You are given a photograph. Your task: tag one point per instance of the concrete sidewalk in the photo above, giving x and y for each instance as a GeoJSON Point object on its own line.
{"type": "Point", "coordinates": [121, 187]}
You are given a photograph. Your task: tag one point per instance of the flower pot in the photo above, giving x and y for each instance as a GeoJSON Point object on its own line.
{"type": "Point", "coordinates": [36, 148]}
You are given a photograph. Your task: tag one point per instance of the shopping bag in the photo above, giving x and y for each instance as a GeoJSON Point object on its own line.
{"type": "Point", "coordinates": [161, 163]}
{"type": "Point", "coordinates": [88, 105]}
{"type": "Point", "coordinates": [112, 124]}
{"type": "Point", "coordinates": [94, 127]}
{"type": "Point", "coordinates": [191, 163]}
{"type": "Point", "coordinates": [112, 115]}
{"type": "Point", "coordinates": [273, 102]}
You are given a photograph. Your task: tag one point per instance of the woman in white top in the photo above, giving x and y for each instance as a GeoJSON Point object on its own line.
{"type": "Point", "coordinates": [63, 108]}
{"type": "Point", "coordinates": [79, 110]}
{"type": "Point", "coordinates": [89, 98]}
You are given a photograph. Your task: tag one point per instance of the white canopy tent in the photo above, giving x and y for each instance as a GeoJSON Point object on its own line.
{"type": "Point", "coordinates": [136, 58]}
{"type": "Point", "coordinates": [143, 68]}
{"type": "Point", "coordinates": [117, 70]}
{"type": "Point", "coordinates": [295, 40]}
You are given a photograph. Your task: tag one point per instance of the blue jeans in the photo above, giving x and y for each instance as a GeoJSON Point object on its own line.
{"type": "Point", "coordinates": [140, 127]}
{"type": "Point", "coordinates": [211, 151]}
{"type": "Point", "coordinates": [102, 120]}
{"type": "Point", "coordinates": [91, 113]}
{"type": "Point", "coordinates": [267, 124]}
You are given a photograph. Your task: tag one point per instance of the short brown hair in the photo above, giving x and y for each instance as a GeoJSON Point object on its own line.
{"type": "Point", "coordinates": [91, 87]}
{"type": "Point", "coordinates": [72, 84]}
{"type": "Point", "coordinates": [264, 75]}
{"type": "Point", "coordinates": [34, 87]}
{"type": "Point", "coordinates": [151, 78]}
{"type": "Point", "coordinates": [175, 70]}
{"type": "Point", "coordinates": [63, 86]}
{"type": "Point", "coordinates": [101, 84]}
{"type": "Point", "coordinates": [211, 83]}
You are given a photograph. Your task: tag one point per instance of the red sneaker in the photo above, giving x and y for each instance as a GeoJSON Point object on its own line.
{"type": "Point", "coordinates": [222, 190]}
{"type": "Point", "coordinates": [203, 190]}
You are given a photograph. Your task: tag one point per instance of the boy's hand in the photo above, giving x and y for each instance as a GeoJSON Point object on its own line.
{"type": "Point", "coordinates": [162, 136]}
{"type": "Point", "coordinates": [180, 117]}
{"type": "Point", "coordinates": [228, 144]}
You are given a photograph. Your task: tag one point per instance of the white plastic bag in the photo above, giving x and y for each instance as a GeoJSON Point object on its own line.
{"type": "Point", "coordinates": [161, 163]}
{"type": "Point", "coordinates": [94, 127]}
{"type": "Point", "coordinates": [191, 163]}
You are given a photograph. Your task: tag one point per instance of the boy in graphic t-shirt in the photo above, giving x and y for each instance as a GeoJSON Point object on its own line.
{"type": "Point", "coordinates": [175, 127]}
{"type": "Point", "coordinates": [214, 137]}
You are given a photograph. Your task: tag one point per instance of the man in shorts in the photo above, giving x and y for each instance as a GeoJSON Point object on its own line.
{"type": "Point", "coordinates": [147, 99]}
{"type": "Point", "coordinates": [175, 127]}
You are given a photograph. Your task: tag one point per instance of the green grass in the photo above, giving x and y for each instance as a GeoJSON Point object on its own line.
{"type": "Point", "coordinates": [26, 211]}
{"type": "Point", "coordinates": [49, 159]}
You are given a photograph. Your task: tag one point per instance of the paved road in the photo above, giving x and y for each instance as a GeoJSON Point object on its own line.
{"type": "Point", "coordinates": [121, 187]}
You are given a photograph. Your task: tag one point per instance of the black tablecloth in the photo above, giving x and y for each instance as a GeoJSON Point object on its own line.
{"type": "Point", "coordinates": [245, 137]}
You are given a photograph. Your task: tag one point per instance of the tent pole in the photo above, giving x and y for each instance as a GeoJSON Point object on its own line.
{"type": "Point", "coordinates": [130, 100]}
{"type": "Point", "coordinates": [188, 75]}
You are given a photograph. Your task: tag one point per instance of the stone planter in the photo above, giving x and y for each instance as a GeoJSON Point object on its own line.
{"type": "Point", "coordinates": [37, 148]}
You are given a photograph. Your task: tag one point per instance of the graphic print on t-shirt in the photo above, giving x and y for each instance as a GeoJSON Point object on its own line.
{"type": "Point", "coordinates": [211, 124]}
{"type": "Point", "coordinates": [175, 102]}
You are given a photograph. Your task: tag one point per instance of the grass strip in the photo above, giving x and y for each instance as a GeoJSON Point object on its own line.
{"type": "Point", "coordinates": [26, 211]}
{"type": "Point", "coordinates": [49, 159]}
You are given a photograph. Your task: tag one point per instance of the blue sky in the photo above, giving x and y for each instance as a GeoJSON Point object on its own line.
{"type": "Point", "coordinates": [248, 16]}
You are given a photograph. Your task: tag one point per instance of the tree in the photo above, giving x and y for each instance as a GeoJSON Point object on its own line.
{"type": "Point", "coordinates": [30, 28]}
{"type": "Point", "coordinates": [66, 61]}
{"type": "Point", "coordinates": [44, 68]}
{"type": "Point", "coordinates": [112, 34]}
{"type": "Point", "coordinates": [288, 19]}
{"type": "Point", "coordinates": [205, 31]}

########################################

:: Directions for this task ::
Reproduce the whole of the records exactly, so that no line differs from the source above.

:: Result below ::
You are given a photograph. Your task: tag one point per instance of the concrete sidewalk in the photo above, giving x and y for each instance as a GeoJSON Point object on its own line.
{"type": "Point", "coordinates": [121, 187]}
You are given a photograph. Your task: tag one point per instance of the flower pot in the photo above, giving x and y for each instance as a GeoJSON Point object on its own line.
{"type": "Point", "coordinates": [36, 148]}
You are given a photograph. Your task: tag one point per instance of the shopping bag in the photo above, giving x and y for each instance as a GeoJSON Point object on its own line.
{"type": "Point", "coordinates": [161, 163]}
{"type": "Point", "coordinates": [88, 105]}
{"type": "Point", "coordinates": [112, 124]}
{"type": "Point", "coordinates": [94, 127]}
{"type": "Point", "coordinates": [191, 163]}
{"type": "Point", "coordinates": [112, 115]}
{"type": "Point", "coordinates": [273, 102]}
You are given a photograph. Your task: tag one point per instance of the woman in white top in the photo above, giving x and y for each instance as a GeoJSON Point object on its own line.
{"type": "Point", "coordinates": [63, 108]}
{"type": "Point", "coordinates": [79, 110]}
{"type": "Point", "coordinates": [89, 98]}
You are given a photograph. Your task: tag one point per instance of the white canopy tent in the photo above, giving x and y for each instance as a GeoJSON Point object on its own line.
{"type": "Point", "coordinates": [136, 58]}
{"type": "Point", "coordinates": [143, 68]}
{"type": "Point", "coordinates": [117, 70]}
{"type": "Point", "coordinates": [295, 40]}
You are given a photograph. Your task: tag one point per instance of the blue jeans in the photo above, giving x and y for each instance as a GeoJSON Point object on its own line.
{"type": "Point", "coordinates": [140, 127]}
{"type": "Point", "coordinates": [211, 151]}
{"type": "Point", "coordinates": [102, 120]}
{"type": "Point", "coordinates": [91, 113]}
{"type": "Point", "coordinates": [267, 124]}
You are given a photograph. Your task: tag one point per instance of the short brown hair in the photo above, giving x and y for each instance as a GeoJSON Point object on its own line.
{"type": "Point", "coordinates": [91, 87]}
{"type": "Point", "coordinates": [72, 84]}
{"type": "Point", "coordinates": [264, 75]}
{"type": "Point", "coordinates": [34, 87]}
{"type": "Point", "coordinates": [151, 78]}
{"type": "Point", "coordinates": [175, 70]}
{"type": "Point", "coordinates": [63, 86]}
{"type": "Point", "coordinates": [101, 84]}
{"type": "Point", "coordinates": [211, 83]}
You are given a photograph. Your task: tag one point per instance of the red sneaker in the photo above, giving x and y for each instance as a GeoJSON Point object on its own line.
{"type": "Point", "coordinates": [222, 190]}
{"type": "Point", "coordinates": [203, 190]}
You are given a photograph. Your task: tag one point per instance of the boy's hand in the photo above, giving x and y for each instance as a GeoJSON Point object on its own line.
{"type": "Point", "coordinates": [162, 136]}
{"type": "Point", "coordinates": [180, 117]}
{"type": "Point", "coordinates": [228, 144]}
You are given a photograph. Your task: tag one point per instance of the white plastic bag in the photo above, giving x and y for each instance as a GeoJSON Point object on its own line.
{"type": "Point", "coordinates": [161, 163]}
{"type": "Point", "coordinates": [94, 127]}
{"type": "Point", "coordinates": [191, 163]}
You are given a photograph. Your task: tag one point per instance of the boy in graphic t-shirt in the photo above, giving x and y for each instance as a GeoJSON Point object on its own line.
{"type": "Point", "coordinates": [175, 127]}
{"type": "Point", "coordinates": [214, 137]}
You are given a photograph. Your task: tag one point per instance of the man in shorts in the photo above, giving x and y for each instance as a GeoJSON Point object on its own line.
{"type": "Point", "coordinates": [147, 99]}
{"type": "Point", "coordinates": [175, 127]}
You are given a photograph. Your task: tag one point per instance of the green grass in the photo above, giving x and y for each instance as a GeoJSON Point object on its own line.
{"type": "Point", "coordinates": [26, 211]}
{"type": "Point", "coordinates": [49, 159]}
You are given a photograph. Your task: tag one point per instance of the paved road in the photo above, giving x and y for each instance as a GeoJSON Point object on its own line.
{"type": "Point", "coordinates": [121, 187]}
You are given a photograph. Your task: tag one point per instance of the black tablecloth in the photo above, giving x and y for each instance as a GeoJSON Point object on its own line.
{"type": "Point", "coordinates": [245, 137]}
You are given a photograph. Your task: tag one point per instance of the tent pole in the photo above, giving x and y for each instance as a GeoJSON Point object on its own line.
{"type": "Point", "coordinates": [130, 100]}
{"type": "Point", "coordinates": [188, 75]}
You are given a photograph. Your task: tag one point per instance of the stone planter in the photo above, giving x and y for each instance as a GeoJSON Point object on its own line.
{"type": "Point", "coordinates": [37, 148]}
You are given a photograph. Your task: tag one point per instance of the graphic print on t-shirt in the photo above, giving x and y for each instance as a GeoJSON Point object on its own line.
{"type": "Point", "coordinates": [211, 124]}
{"type": "Point", "coordinates": [175, 102]}
You are given a photograph. Your task: tag one point per instance of the grass strip in the photo above, giving x and y for each instance as a GeoJSON Point object on its own line.
{"type": "Point", "coordinates": [26, 211]}
{"type": "Point", "coordinates": [49, 159]}
You are given a photograph. Your task: tag one point per instance of the blue sky in the photo above, giving x and y for each instance as a GeoJSON Point object on its own line.
{"type": "Point", "coordinates": [248, 16]}
You are given a photograph. Your task: tag one point per instance of the tree in the photo above, giving x and y for each instance as a GeoJSON Point object on its own line.
{"type": "Point", "coordinates": [30, 28]}
{"type": "Point", "coordinates": [66, 61]}
{"type": "Point", "coordinates": [44, 68]}
{"type": "Point", "coordinates": [112, 34]}
{"type": "Point", "coordinates": [288, 19]}
{"type": "Point", "coordinates": [205, 31]}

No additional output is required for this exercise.